Excerpted data:
((

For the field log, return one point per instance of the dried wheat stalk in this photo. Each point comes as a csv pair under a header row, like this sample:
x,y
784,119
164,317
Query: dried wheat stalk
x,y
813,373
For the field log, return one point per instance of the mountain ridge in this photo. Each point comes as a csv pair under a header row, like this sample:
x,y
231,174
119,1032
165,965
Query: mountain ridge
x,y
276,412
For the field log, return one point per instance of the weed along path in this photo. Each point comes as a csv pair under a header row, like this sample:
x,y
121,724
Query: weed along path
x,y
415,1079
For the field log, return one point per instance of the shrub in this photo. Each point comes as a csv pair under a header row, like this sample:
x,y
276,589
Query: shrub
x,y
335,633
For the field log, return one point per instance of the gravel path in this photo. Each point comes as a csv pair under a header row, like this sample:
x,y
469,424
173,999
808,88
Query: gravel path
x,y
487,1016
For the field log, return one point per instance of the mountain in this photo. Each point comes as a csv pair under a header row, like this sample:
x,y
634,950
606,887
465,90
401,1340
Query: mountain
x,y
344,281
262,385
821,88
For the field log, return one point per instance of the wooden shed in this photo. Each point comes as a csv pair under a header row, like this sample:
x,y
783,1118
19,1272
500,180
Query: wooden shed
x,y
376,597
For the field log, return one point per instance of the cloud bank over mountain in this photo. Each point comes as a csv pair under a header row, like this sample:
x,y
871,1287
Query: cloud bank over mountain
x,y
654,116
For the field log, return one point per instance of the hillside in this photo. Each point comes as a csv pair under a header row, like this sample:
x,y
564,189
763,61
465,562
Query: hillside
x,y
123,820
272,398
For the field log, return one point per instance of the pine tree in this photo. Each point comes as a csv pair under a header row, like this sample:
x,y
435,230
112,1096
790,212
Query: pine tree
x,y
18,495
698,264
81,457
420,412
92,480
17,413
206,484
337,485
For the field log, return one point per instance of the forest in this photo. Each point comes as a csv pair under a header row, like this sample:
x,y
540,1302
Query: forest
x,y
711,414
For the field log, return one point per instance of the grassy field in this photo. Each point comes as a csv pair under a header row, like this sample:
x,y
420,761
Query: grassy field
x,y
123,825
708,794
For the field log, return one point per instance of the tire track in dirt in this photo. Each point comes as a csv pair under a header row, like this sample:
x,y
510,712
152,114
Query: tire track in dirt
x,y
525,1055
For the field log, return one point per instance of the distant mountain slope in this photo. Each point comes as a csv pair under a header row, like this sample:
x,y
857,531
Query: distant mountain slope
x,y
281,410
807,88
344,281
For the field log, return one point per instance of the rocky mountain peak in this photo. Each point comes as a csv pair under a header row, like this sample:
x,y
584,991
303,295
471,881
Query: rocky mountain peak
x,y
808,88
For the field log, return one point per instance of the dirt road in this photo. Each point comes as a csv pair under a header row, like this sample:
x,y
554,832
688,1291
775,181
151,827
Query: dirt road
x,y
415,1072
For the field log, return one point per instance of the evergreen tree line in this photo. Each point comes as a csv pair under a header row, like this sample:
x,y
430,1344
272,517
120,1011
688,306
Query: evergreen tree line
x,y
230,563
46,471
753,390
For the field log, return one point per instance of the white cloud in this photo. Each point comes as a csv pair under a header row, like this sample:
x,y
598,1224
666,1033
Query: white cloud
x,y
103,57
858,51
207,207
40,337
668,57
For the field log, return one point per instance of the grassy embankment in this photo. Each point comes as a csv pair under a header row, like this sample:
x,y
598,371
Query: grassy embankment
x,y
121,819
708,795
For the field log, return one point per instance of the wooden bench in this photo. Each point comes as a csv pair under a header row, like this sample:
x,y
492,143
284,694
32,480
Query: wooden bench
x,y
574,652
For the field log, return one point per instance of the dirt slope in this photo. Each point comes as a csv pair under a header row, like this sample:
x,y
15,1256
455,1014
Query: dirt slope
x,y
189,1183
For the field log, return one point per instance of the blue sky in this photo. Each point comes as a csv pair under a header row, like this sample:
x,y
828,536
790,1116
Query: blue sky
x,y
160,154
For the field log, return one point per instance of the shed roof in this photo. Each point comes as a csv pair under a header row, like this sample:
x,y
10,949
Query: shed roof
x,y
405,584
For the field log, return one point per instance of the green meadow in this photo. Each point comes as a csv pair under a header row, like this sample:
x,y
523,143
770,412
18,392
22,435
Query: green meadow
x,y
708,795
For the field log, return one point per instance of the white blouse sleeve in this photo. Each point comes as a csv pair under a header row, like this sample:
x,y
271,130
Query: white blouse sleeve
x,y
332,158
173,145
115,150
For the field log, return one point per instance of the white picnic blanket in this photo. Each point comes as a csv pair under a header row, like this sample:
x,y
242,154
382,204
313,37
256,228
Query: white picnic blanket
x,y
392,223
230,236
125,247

))

Write the complete data out, exactly as above.

Exercise solution:
For the field log, return one point per instance of the dried wheat stalk in this photo. Each point comes as a csv pair under a header row, like this sample:
x,y
784,119
164,317
Query: dried wheat stalk
x,y
813,373
For the field log, return one point per instance of the mountain ridge in this photo. Each point comes as a csv pair under a header row, like this sample:
x,y
231,174
119,1032
165,965
Query: mountain ridge
x,y
276,412
For the field log, return one point per instance of the weed along path in this photo. Each point comes as a csv pair under a header row, like this sample:
x,y
121,724
Query: weed along path
x,y
415,1079
For the field log, return one point per instance of the shrub in this photo. Each point comes as a csv pair under a header row, like this sample:
x,y
276,589
Query: shrub
x,y
335,633
For the field log, return one point per instance of the gravel path in this photo. Each point comes as a csv pair under a header row, like this sample:
x,y
469,424
173,999
808,88
Query: gravel path
x,y
487,1016
For the field log, return one point per instance of the mountain in this photo. Each point comes as a csv pair under a header row, like this sample:
x,y
634,950
606,887
465,90
401,1340
Query: mountain
x,y
344,281
262,385
821,88
For the field log, return one point per instance of the wooden shed in this photo. Each point comes as a csv pair under a header row, like this sample:
x,y
783,1118
19,1272
500,180
Query: wooden shed
x,y
376,597
For the field log, return one point per instance of the cloud bank over mountain in this photo. Each point comes as a csv pair under a header row, like this sample:
x,y
871,1287
Query: cloud bank over mountain
x,y
654,116
For the field log, return one point per instance of the hillside in this photo. Each point comes as a csv pair under a header row, like this sample:
x,y
564,189
763,61
465,562
Query: hillside
x,y
123,820
272,398
For the field log, return one point per instance of the pine tree in this photo. Each point comes as a csv pair under a header row, like this sample:
x,y
435,230
112,1096
790,212
Query: pine tree
x,y
18,495
698,264
81,457
420,412
92,480
17,413
206,484
337,485
For the field log, return one point per instance of the forest in this photo. Each point comes as a csv pair under a header row, like this sample:
x,y
540,1302
Query: forest
x,y
711,414
For the field log, return one point per instance of the grassy field in this photo. Each point comes as a csv pair under a header row, like this sample:
x,y
420,761
Query: grassy field
x,y
123,825
708,794
For the field log, return one point per instance of the tire track in dirt in this photo. Each point comes as a csv pair under a header row, like this sample:
x,y
510,712
152,114
Query: tire track in dirt
x,y
525,1055
For the field log, return one point per instance of the distant mountain slope in this photo. Each point comes as a csv pair under a header row, like this sample:
x,y
857,531
Query: distant mountain slope
x,y
281,410
807,88
344,281
For the field log, return one point per instance of the rocky mountain peak in this photo. Each point comes as a csv pair under a header row, like this sample:
x,y
584,991
303,295
471,881
Query: rocky mountain peak
x,y
808,88
For the field log, return one point per instance of the dirt road in this photo. Each point comes as a csv pair under a header row, like this sample:
x,y
554,832
688,1291
775,181
151,827
Query: dirt road
x,y
415,1072
For the field log, return one point per instance of the evergreen tree line in this photo. Each point comes as a csv pair under a header row, like this sample:
x,y
430,1344
272,517
120,1011
688,306
Query: evergreen tree line
x,y
230,563
46,471
753,390
For the field log, return one point per instance of the white cloud in this photo. Each point comes as a csv pair under a header row, like this sample:
x,y
598,1224
666,1033
Query: white cloud
x,y
103,57
858,51
207,207
40,337
668,57
For the field log, return one point per instance of the grassy embankment in this photo. Each point comes as a csv pair under a header row, like this sample:
x,y
598,371
Query: grassy embankment
x,y
121,819
708,795
For the field log, return one point per instance of the wooden bench in this photo. Each point comes as a csv pair under a header row, like this sample:
x,y
492,143
284,694
32,480
Query: wooden bench
x,y
574,652
For the field log, return one point per instance of the dirt slope in this photo. Each point comes as a csv pair under a header row, like this sample:
x,y
15,1256
455,1014
Query: dirt slope
x,y
189,1183
For the field log, return one point per instance of the blue sky in this photo. Each point comes as a csv pair under a header row, like this sample:
x,y
828,536
790,1116
Query: blue sky
x,y
160,154
For the field log, return one point per instance of the shed roof in this photo. Each point comes as a csv pair under a header row, like this sample:
x,y
10,949
Query: shed roof
x,y
405,584
For the field log, return one point per instance of the green meadow in this photo. Each point comes as a csv pair under a header row, like this sample:
x,y
523,143
770,412
18,392
22,435
Query: green meadow
x,y
708,795
For the field log, return one point per instance of the white blouse sleeve in this photo. Each point comes as a csv pair under a header row, like this sample:
x,y
271,130
Query: white blouse sleeve
x,y
332,158
173,145
115,150
For the field log, return one point per instance of the white picnic blanket in this photo. Each point comes as a csv pair under a header row, like this sample:
x,y
242,154
382,204
313,37
256,228
Query: white picnic blanket
x,y
392,223
230,236
125,247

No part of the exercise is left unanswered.